## Énoncé:
Poursuivez le texte sur Thomas d'Aquin et la distinction entre l'Être nécessaire et l'Être contingent, juste après sa dernière phrase.

## Texte extrait:
■ ■ ■ ■ ■

Lorsque l'œuvre entière d'Aristote fut connue, on comprend que la première réaction des autorités ecclésiastiques fut d'interdire la
lecture et le commentaire de ses écrits de métaphysique, de physique et de sciences naturelles, dans les Universités de Paris,
de Toulouse, puis d'Oxford. Mais l'attrait d'Aristote fut irrésistible. Sagement l'Église pensa que mieux valait chercher la
conciliation. Thomas d'Aquin, encouragé par Urbain IV, se chargea de christianiser Aristote.
§ 5. — La distinction entre l'Être nécessaire et l'Être contingent.
Thomas d'Aquin crut parvenir à christianiser Aristote d'une façon presque indolore, en interprétant
une distinction logique posée par Aristote, en une distinction ontologique fondée en réalité.
Logiquement, une chose est d demander ce qu'est un être : Quid sit ?, autre chose est de demander s'il
existe : An sit ?
La réponse que réclame la première question et qui constitue, dans la logique d'Aristote, la définition de l'essence de
la chose, de sa QUIDDITÉ, disent les Scolastiques, ne préjuge pas la réponse à donner à la seconde question, qui pose le problème
de son existence actuelle [réelle] ; plus brièvement, une définition n'implique jamais l'existence actuelle du défini [définir
un être ne permet pas pour autant de savoir s'il existe réellement : définir un être est une chose - savoir si cet être existe, c'est une
autre chose...].
Or, en vertu de la mentalité Réaliste, ce qui appartient à une chose en vertu de sa définition lui appartient par essence, et
ce qui ne lui appartient pas en vertu de sa définition, ni ne peut s'en déduire en qualité de propre, ni ne lui appartient par autrui.
Thomas d'Aquin, à la suite des philosophes arabes, Al Farabi, Avicenne, Al Gazali, en transformant la distinction purement logique
posée par Aristote en une distinction ontologique, va en tirer celle de l'Être nécessaire dont l'essence implique par définition
l'existence et, par suite, qui existe a se - de soi-même, et celle de l'Être contingent dont la définition n'implique pas
l'existence actuelle [réelle], mais simplement la possibilité d'être, et, par suite, qui ne possède l'existence actuelle que
ab alio - d'un autre que soi, par participation à l'Être nécessaire.

■ ■ ■ ■ ■

## Données:
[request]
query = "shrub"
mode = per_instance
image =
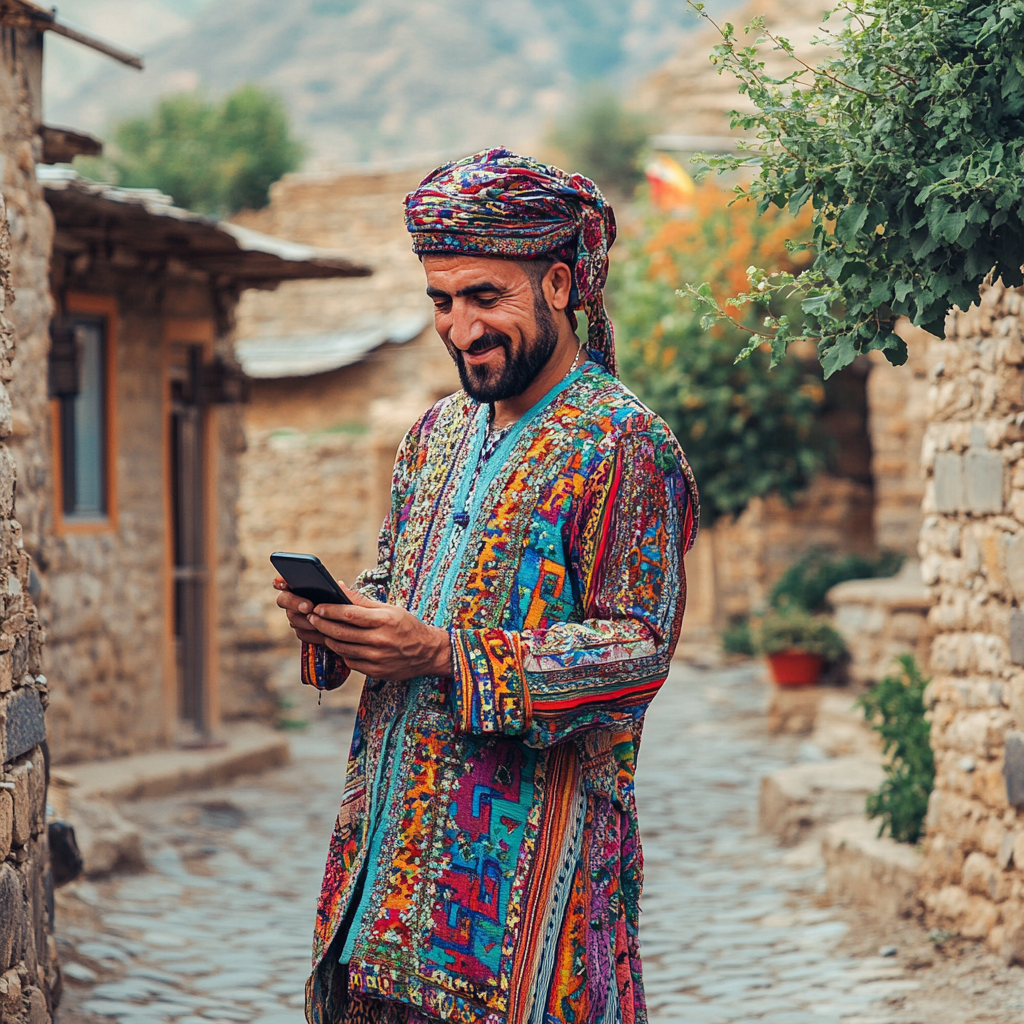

■ ■ ■ ■ ■

## Résultat:
§ 6. — La distinction entre l'essence et l'existence.
C'est ce qu'il expose dans cette œuvre de jeunesse, le De Ente et Essentia, qui est son Discours de la Méthode :
Tout ce qui ne rentre pas dans le concept d'une quiddité ne se joint à l'essence que par juxtaposition
et addition, car la compréhension d'une essence ne comporte que ses éléments constitutifs. Or, n'importe quelle essence ou
quiddité (d'une créature) est compréhensible, sans qu'on y découvre la moindre idée de son existence effective ; car je
puis savoir ce qu'est l'homme ou le phénix, et pourtant ignorer s'ils existent dans la nature des choses.
D'où il résulte que l'existence est autre chose que l'essence ou quiddité, à moins qu'il n'y ait un être dont la quiddité
soit son existence.
Tout ce qui appartient à un être, a sa raison d'être dans les principes de sa propre Nature, comme le rire chez l'homme, ou
lui advient par quelque principe extrinsèque, comme la lumière qui remplit l'air provient de l'influence du soleil.
Or, il est impossible que, dans un être (créé), l'existence vienne de sa propre forme ou quiddité - j'entends comme de sa
Cause efficiente - puisqu'un tel être serait sa propre Cause et se produirait soi-même, ce qui ne peut pas être.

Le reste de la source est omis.